→ Texto fornecido
==*==
Somente em dezembro, o grupo de alimentação foi citado como o de maior peso no orçamento familiar, com um percentual de 52%. Em seguida aparecem o aluguel residencial (19,9%), outras despesas (11,1%) e o tratamento de saúde (10,8%), que foi ampliado em muitos casos diante do cenário de pandemia.
Endividados
De acordo com o levantamento, entre os consumidores endividados, as mulheres apresentam a maior taxa (72%). E a faixa de idade com o maior percentual de endividados é a de 25 a 34 anos, correspondendo a 74,4% do total. Quanto à inadimplência, as mulheres também apresentam a maior taxa (11,6%) e a faixa de idade com maior percentual de contas em atraso é de 35 anos ou mais (12,7%).
A pesquisa mostra que a facilidade e praticidade do cartão de crédito acabou fazendo com que esse meio de pagamento fosse o mais utilizado para efetuar compras a prazo em 2020, representando 72% do total. Outras modalidades tiveram participação de 25% e, em terceiro lugar, aparecem os financiamentos, citados por 15,4% dos fortalezenses entrevistados.
Desequilíbrio
Conforme o levantamento, as principais razões que levaram os consumidores a se encontrarem com dívidas em atraso foram o desequilíbrio financeiro (50,2%) e o adiamento do pagamento do débito, com a destinação dos recursos para outros fins (43,3%). Considerando o tempo para saldar a dívida, um percentual expressivo de fortalezenses (49,6%) leva mais de 90 dias para quitar seus débitos. Enquanto 21,7% levam de 31 a 60 dias e 17% demoram até 30 dias.
O valor aproximado das dívidas dos consumidores fortalezenses fica entre R$ 501 a R$ 1.000 para 20,6% do total; de R$ 1.001 a R$ 1.500 para 18,2% e 15,6% dos consumidores têm dívidas que somam uma quantia acima de R$ 5 mil.
==*==
→ Informações fornecidas

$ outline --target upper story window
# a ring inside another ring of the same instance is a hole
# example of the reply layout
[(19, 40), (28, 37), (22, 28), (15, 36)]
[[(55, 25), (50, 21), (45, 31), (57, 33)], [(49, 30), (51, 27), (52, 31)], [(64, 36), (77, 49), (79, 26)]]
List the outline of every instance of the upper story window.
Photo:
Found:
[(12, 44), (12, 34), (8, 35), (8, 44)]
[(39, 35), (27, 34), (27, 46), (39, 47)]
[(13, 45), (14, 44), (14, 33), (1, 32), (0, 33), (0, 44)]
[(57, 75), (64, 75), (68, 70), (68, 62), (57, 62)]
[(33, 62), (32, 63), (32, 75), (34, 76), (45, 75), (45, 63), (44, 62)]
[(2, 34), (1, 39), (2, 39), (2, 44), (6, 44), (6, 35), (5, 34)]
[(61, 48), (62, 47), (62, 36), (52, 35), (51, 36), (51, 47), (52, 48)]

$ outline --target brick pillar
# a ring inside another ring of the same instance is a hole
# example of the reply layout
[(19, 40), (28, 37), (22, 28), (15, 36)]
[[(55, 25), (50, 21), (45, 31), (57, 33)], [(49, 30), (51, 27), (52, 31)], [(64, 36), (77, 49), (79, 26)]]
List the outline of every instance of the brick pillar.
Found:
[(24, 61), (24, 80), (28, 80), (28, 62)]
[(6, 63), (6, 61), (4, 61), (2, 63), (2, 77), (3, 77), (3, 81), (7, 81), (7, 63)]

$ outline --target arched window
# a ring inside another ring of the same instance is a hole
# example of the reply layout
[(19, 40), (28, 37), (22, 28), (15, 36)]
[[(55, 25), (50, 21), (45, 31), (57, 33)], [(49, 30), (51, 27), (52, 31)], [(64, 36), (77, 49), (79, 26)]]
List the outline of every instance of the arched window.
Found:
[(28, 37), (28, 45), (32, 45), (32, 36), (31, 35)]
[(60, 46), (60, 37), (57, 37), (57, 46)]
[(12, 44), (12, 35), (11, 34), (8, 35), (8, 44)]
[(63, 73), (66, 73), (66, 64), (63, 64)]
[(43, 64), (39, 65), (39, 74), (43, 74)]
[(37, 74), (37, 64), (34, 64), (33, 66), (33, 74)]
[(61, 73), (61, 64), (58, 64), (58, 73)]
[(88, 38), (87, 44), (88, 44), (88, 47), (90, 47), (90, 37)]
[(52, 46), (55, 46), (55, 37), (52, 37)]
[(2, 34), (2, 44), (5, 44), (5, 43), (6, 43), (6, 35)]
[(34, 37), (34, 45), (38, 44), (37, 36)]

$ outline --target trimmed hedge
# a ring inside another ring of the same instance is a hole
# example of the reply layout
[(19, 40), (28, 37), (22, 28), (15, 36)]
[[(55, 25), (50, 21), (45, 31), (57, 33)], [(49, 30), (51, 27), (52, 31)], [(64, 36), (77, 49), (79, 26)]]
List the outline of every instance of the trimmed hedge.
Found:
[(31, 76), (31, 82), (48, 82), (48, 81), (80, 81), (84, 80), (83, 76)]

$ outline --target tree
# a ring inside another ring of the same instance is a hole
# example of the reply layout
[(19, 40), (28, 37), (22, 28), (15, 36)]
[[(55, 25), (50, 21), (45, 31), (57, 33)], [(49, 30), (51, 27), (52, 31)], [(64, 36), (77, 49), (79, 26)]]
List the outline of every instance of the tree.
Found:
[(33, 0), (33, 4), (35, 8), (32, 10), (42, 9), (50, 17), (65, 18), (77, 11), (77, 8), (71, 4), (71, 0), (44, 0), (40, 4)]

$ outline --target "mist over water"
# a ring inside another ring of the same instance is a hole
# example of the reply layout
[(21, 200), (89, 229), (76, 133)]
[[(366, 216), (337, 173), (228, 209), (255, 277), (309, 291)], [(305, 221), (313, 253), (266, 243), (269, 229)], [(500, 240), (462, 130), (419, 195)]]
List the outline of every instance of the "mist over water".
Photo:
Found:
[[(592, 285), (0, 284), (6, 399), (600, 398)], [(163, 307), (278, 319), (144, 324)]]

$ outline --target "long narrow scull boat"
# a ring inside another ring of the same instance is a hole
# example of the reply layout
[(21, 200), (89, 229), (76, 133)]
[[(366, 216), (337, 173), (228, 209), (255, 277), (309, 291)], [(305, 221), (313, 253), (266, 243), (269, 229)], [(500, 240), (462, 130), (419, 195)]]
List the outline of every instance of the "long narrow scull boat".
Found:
==*==
→ Usando as informações
1. De acordo com o texto sobre o endividamento dos consumidores de Fortaleza, qual meio de pagamento foi o mais utilizado para compras a prazo em 2020?
2. Prossiga com o texto sobre o endividamento dos consumidores de Fortaleza a partir do ponto em que ele termina.

→ Respostas às tarefas
1. O cartão de crédito, que representou 72% do total.

2.
Apesar do aperto financeiro, o grau de comprometimento da renda do consumidor fortalezense fechou 2020 em um nível levemente inferior ao fechamento de 2019. Em dezembro de 2019, o indicador era de 38,7% e cedeu para 36,0% em dezembro de 2020.
Controle de gastos
Apesar do elevado grau de endividamento de muitos fortalezenses e das dificuldades para manter as obrigações financeiras em dia, 71,5% dos consumidores na Capital ouvidos no levantamento afirmam que fazem orçamento e que consideram ter o controle eficaz dos seus rendimentos e gastos mensais.
A pesquisa é realizada sempre nos três primeiros dias úteis de cada mês, em pontos de grande fluxo de consumidores. Segundo a Fecomércio-CE, o tamanho da amostra foi definido para um nível de confiança de 95%, com margem de erro máximo de 3,5%.
Brasil
Um estudo elaborado pelos Indicadores Econômicos da Boa Vista apontou que o auxílio emergencial contribuiu diretamente na queda de pagamentos com datas de vencimento atrasadas em mais de 15 dias no segundo semestre de 2020. Em abril do último ano, esses atrasos chegaram a 25,8% para beneficiários do auxílio. Em outubro, essa parcela caiu para 18,3%.
Entre os que não receberam o benefício, o valor caiu de 17,7% para 15,6%. O estudo conclui que o auxílio colaborou no pagamento de dívidas bancárias, sendo responsável pela recuperação do crédito.